(Stored records)
☆ ☆ ☆ ☆
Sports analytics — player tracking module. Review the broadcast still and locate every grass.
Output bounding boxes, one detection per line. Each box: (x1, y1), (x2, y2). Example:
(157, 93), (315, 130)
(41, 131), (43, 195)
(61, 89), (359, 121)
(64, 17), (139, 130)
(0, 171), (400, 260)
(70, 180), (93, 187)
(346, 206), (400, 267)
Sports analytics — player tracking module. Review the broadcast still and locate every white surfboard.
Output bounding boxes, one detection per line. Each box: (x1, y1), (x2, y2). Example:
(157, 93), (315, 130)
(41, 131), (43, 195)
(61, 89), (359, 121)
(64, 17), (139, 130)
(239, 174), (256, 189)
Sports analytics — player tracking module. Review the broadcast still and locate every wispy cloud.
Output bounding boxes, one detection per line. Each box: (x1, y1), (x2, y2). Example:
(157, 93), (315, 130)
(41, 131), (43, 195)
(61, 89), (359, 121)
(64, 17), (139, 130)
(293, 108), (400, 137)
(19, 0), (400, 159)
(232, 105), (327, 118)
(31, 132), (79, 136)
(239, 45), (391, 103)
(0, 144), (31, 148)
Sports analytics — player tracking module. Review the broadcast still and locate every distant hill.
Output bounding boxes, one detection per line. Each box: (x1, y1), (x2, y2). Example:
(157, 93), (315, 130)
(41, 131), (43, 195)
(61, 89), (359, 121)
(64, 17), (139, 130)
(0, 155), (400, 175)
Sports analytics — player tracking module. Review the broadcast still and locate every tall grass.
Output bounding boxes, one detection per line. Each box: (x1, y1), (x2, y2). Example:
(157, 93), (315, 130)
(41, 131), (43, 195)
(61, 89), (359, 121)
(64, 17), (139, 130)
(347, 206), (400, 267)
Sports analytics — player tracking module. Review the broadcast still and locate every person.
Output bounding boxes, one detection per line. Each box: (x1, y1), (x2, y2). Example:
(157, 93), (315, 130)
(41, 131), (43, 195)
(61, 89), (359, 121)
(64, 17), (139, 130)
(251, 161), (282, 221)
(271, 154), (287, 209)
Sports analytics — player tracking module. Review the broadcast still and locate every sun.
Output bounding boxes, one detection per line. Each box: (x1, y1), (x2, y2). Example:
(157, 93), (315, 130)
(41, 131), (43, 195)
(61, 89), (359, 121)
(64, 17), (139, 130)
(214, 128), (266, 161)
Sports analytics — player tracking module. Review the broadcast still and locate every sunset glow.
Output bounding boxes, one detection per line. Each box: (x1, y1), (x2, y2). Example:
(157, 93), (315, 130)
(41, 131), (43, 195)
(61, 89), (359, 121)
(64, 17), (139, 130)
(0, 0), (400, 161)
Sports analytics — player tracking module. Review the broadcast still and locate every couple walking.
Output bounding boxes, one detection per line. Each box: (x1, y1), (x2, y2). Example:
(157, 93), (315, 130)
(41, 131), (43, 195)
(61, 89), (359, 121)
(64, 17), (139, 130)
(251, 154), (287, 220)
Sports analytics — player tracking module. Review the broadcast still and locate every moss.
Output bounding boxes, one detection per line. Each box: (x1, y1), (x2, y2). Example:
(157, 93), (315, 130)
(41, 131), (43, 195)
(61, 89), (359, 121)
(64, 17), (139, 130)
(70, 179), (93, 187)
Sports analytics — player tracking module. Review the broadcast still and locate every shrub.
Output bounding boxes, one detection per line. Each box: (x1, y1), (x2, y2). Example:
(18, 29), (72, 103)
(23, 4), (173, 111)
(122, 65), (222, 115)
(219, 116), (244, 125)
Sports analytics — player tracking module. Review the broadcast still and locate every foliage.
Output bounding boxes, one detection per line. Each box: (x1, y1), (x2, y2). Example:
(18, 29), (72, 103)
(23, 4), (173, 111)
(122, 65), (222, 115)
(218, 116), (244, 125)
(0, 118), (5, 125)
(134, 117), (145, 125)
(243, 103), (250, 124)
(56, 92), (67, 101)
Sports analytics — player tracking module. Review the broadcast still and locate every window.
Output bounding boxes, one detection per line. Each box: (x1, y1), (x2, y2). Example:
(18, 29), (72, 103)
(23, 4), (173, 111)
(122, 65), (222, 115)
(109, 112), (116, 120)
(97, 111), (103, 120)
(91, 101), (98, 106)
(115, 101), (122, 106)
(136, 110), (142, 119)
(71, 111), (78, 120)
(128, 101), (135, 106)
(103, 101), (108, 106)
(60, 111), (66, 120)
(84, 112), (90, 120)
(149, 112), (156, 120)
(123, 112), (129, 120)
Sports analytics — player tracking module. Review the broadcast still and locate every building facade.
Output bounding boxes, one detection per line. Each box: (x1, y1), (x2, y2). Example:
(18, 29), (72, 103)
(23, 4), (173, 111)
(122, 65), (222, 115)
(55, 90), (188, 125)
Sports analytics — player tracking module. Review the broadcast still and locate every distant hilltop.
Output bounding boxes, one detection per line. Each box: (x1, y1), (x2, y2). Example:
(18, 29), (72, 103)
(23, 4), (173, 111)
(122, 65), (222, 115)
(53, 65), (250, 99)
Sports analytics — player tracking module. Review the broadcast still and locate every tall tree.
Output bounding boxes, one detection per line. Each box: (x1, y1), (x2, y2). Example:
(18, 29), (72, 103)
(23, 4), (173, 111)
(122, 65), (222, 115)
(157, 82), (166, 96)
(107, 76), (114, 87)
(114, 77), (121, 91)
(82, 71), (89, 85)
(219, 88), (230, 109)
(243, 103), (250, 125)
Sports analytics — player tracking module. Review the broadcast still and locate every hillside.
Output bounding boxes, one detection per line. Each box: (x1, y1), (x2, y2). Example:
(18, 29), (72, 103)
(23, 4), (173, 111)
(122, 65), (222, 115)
☆ ☆ ☆ ☆
**What the task requires:** Rescale everything from the line containing "every sunset glow." down to the line containing "(219, 116), (244, 125)", both ends included, and give all of those lines again with the requests kept. Multiply each bounding-box coordinate in the answers by 1.9, rounding to whole numbers with halves going up, and leave the requests and their sample boxes unchanged.

**Task result:**
Sports analytics — player tracking module. Review the broadcast still and locate every sunset glow.
Output bounding boxes, one detection per line. Each box: (x1, y1), (x2, y2). Example:
(157, 93), (315, 130)
(41, 131), (43, 195)
(61, 89), (359, 121)
(64, 17), (139, 130)
(0, 0), (760, 306)
Sports analytics — player tracking module. Review the broadcast still and locate every couple walking.
Output bounding boxes, one detection per line. Each box: (x1, y1), (x2, y2). Example:
(157, 93), (315, 130)
(41, 131), (43, 195)
(61, 89), (359, 121)
(64, 17), (139, 130)
(477, 293), (545, 418)
Sports analytics — player tracking module. Review the broadcast still and locate every moss.
Output bounding boxes, one detection per line. Each box: (x1, y1), (x2, y2). Example:
(157, 93), (315, 130)
(41, 131), (43, 195)
(61, 89), (359, 121)
(64, 17), (139, 130)
(133, 340), (177, 355)
Sports analytics — player tracking module. Review the broadcast still and locate every shrub.
Output bounding boxes, one detection per line. Each box: (x1, y1), (x2, y2). Example:
(18, 29), (72, 103)
(23, 4), (173, 111)
(122, 65), (222, 115)
(416, 220), (464, 238)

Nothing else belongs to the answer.